GOAL OF THE EXERCISE
Give every line of the material back exactly, images removed.

─── DATASET RECORDS

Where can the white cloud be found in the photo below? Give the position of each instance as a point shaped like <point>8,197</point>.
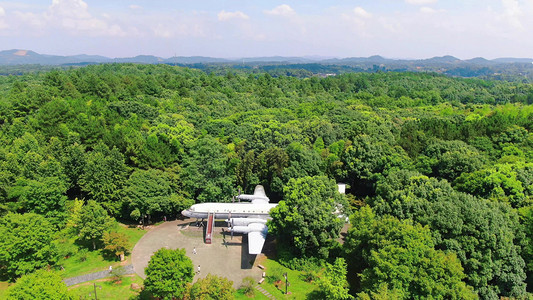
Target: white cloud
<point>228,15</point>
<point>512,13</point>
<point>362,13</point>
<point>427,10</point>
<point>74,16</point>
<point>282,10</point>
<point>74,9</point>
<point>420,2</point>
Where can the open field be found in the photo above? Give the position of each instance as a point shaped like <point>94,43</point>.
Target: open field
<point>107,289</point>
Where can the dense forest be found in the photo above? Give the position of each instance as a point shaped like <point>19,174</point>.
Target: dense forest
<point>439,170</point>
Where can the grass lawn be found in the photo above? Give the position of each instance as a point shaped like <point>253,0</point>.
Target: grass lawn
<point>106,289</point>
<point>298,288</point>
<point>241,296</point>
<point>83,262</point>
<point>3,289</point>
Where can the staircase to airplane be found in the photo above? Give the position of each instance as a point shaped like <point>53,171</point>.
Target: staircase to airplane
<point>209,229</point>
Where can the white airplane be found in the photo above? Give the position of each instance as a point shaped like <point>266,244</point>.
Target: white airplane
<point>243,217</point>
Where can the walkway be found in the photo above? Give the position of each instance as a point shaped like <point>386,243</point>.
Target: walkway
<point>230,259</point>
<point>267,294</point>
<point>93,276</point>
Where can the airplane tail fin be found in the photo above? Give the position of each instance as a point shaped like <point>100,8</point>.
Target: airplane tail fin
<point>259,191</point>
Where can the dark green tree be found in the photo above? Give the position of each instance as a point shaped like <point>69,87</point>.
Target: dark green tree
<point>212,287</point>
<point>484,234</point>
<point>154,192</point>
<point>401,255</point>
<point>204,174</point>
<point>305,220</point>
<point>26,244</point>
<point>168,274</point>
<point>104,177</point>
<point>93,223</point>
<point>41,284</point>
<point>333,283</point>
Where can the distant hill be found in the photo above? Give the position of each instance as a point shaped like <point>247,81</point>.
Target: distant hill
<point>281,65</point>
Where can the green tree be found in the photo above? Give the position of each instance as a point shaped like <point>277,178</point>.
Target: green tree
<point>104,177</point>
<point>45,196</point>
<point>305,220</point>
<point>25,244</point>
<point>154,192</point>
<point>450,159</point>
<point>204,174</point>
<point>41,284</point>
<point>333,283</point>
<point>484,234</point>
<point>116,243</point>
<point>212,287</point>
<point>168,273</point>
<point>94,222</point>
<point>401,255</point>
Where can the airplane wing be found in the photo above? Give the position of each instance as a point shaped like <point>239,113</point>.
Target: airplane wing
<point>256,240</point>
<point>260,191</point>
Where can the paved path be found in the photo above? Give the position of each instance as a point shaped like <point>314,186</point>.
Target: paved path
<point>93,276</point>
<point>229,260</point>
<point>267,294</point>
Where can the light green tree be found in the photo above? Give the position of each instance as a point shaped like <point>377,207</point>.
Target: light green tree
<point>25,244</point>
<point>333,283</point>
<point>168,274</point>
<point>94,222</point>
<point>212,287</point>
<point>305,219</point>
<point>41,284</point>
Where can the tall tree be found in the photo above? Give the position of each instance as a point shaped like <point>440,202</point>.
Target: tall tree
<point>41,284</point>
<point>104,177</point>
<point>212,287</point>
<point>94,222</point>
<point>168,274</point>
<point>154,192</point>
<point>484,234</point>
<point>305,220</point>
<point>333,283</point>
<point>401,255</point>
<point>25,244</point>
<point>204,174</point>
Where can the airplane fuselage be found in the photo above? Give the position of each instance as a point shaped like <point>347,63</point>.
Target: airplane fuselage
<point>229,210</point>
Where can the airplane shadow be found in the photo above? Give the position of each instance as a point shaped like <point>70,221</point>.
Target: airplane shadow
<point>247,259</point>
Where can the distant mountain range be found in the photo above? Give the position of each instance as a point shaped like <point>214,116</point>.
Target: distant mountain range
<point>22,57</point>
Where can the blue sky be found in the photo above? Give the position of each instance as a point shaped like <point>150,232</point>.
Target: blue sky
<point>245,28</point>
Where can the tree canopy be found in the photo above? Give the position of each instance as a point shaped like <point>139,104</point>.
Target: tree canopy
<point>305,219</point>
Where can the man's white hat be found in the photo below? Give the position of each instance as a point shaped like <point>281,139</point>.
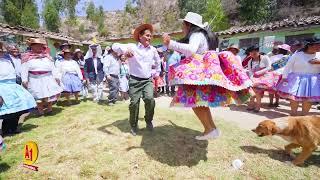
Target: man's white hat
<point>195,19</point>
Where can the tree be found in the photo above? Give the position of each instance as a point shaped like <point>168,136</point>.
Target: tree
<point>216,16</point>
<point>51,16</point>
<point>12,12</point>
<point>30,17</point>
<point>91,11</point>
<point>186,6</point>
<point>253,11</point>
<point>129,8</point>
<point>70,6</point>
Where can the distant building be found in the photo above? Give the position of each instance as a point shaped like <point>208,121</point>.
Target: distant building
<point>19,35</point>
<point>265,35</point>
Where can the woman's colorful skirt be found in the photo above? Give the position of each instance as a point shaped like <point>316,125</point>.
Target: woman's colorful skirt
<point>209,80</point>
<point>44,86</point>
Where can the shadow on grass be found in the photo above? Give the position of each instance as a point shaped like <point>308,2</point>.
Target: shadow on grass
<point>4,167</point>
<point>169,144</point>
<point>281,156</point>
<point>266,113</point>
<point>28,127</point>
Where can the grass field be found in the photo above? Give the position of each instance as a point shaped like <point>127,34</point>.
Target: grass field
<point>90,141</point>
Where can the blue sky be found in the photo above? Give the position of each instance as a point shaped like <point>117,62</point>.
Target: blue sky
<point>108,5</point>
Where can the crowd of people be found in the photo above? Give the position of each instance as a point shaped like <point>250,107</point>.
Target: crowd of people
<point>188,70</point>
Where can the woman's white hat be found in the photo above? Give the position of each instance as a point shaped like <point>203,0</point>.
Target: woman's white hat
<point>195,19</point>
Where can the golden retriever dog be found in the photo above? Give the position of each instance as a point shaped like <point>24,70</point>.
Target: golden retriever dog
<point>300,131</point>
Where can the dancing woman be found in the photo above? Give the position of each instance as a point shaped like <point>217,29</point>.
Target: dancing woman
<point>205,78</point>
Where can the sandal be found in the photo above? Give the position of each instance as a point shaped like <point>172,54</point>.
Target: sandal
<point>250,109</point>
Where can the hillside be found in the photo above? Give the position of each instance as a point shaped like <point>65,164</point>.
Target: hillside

──────

TASK RESPONSE
Where can the white cloud be found in the photo below? Give the position of each instance as a point shaped like <point>8,197</point>.
Target: white cloud
<point>228,15</point>
<point>512,13</point>
<point>362,13</point>
<point>427,10</point>
<point>74,16</point>
<point>282,10</point>
<point>74,9</point>
<point>420,2</point>
Where can the open field be found in the photo above? Give the position of each instance as a point shaped like <point>94,43</point>.
Target: open field
<point>107,289</point>
Where can the dense forest be found in the photo above? Give the position of each instance as a point shaped like <point>19,174</point>.
Target: dense forest
<point>439,170</point>
Where can the grass lawn be found in the photo above? Give the position of each instance as a point shaped like <point>253,0</point>.
Target: grass lawn
<point>106,289</point>
<point>298,288</point>
<point>241,296</point>
<point>83,262</point>
<point>3,289</point>
Where can the staircase to airplane be found in the photo above? Give the position of each instance as a point shaped like <point>53,171</point>.
Target: staircase to airplane
<point>209,229</point>
Where can the white airplane be found in the photo above? Give the position of each instance as a point shaped like <point>266,244</point>.
Target: white airplane
<point>243,217</point>
Where can the walkway be found in the photo above? Give the position of each instance as a point shaped like <point>386,243</point>.
Target: walkway
<point>230,259</point>
<point>267,294</point>
<point>93,276</point>
Where can the airplane tail fin be found in the photo above? Give the position of each instance as a point shaped like <point>100,8</point>.
Target: airplane tail fin
<point>259,191</point>
Where can the dark green tree be found in the photo above? Give the position of each instance as a point shaped like <point>69,87</point>.
Target: dark green tree
<point>212,287</point>
<point>484,234</point>
<point>154,192</point>
<point>401,255</point>
<point>204,174</point>
<point>305,220</point>
<point>26,244</point>
<point>168,274</point>
<point>104,177</point>
<point>93,223</point>
<point>41,284</point>
<point>333,283</point>
Where can the distant hill be found in the photo above? Give the position of each instance as a point shaped like <point>247,81</point>.
Target: distant hill
<point>281,65</point>
Where can the green tree be found in the photo above? Give the position of each instance as a point shaped like <point>277,178</point>.
Target: green tree
<point>104,177</point>
<point>45,196</point>
<point>305,220</point>
<point>25,244</point>
<point>154,192</point>
<point>450,159</point>
<point>204,174</point>
<point>41,284</point>
<point>333,283</point>
<point>484,234</point>
<point>116,243</point>
<point>212,287</point>
<point>168,273</point>
<point>94,222</point>
<point>401,255</point>
Where can the airplane wing be found in the photo above? Give the position of each instance as a point shaped like <point>239,113</point>.
Target: airplane wing
<point>256,240</point>
<point>260,191</point>
Where can the paved path be found in the photo above? Give the position of each instance as a point shaped like <point>314,186</point>.
Target: paved path
<point>93,276</point>
<point>229,260</point>
<point>267,294</point>
Where can the light green tree be found in the photo above? Give the position of each instance as a point shaped like <point>377,207</point>.
Target: light green tree
<point>25,244</point>
<point>333,283</point>
<point>168,274</point>
<point>94,222</point>
<point>212,287</point>
<point>305,219</point>
<point>41,284</point>
Where can the tall tree be found in the photo above? Give the position of each instance as a point shaped like <point>440,202</point>.
Target: tall tree
<point>41,284</point>
<point>104,177</point>
<point>212,287</point>
<point>94,222</point>
<point>168,274</point>
<point>154,192</point>
<point>484,234</point>
<point>305,220</point>
<point>333,283</point>
<point>401,255</point>
<point>25,244</point>
<point>204,174</point>
Where can the airplane fuselage be found in the photo above? Give the position of each instance as a point shaped like <point>347,63</point>.
Target: airplane fuselage
<point>229,210</point>
Where can the airplane shadow be found in the photo above? Give the position of each instance as a point shaped like <point>70,221</point>.
Target: airplane shadow
<point>247,259</point>
Where can the distant mountain range be found in the photo above? Give the position of each instance as a point shaped like <point>214,116</point>.
Target: distant mountain range
<point>22,57</point>
Where can the blue sky be found in the photo above? Give the position of each instance as a point shaped like <point>150,232</point>.
Target: blue sky
<point>245,28</point>
Where can the tree canopy be found in the photo above? Give the position of each instance as a point shaped like <point>139,104</point>.
Target: tree canopy
<point>305,219</point>
Where can the man's white hat be found in the photo below? Give the position of each instance as a point shaped like <point>281,139</point>.
Target: man's white hat
<point>195,19</point>
Where can the tree be found in the photo above? Give the position of each instance as a point shaped like <point>168,136</point>.
Target: tree
<point>216,16</point>
<point>51,16</point>
<point>12,12</point>
<point>30,17</point>
<point>91,11</point>
<point>186,6</point>
<point>253,11</point>
<point>129,8</point>
<point>70,6</point>
Where can the distant building be found in the photo above? Give the position of each instance as a point shaped like <point>208,121</point>.
Target: distant building
<point>19,35</point>
<point>265,35</point>
Where can the woman's colorful skirt be found in the photo above? Give the position of each instance as a point shaped like <point>316,125</point>.
Target: woman's colorful skirt
<point>209,80</point>
<point>44,86</point>
Where can the shadow on grass be found in the photo above? Give the position of each instance as a point shaped like <point>308,2</point>.
Target: shadow on grass
<point>4,167</point>
<point>169,144</point>
<point>281,156</point>
<point>266,113</point>
<point>28,127</point>
Where can the grass field be found in the photo above? Give the position of each instance as a point shaped like <point>127,34</point>.
Target: grass field
<point>90,141</point>
Where can the blue sky be found in the photo above? Give the position of each instance as a point shaped like <point>117,62</point>.
Target: blue sky
<point>108,5</point>
Where can the crowd of people be found in the photo above? Give the position of each instance as a point shaped like <point>250,107</point>.
Target: crowd of people
<point>188,70</point>
Where can the woman's white hat be found in the photo above? Give the position of each instance as a point shaped like <point>203,0</point>.
Target: woman's white hat
<point>195,19</point>
Where can the golden retriever dog be found in the photo above? Give the position of each instance as a point shaped like <point>24,70</point>.
Target: golden retriever dog
<point>300,131</point>
Where can the dancing woman be found in the photo above? Give the position of each instance as a point shaped like <point>217,29</point>.
Target: dancing woman
<point>205,78</point>
Where can the sandal be found in the photo above? Give the position of each instance as a point shaped like <point>172,54</point>.
Target: sandal
<point>250,109</point>
Where can the hillside be found in the photo above? Give the position of each instance as a point shaped like <point>65,164</point>.
Target: hillside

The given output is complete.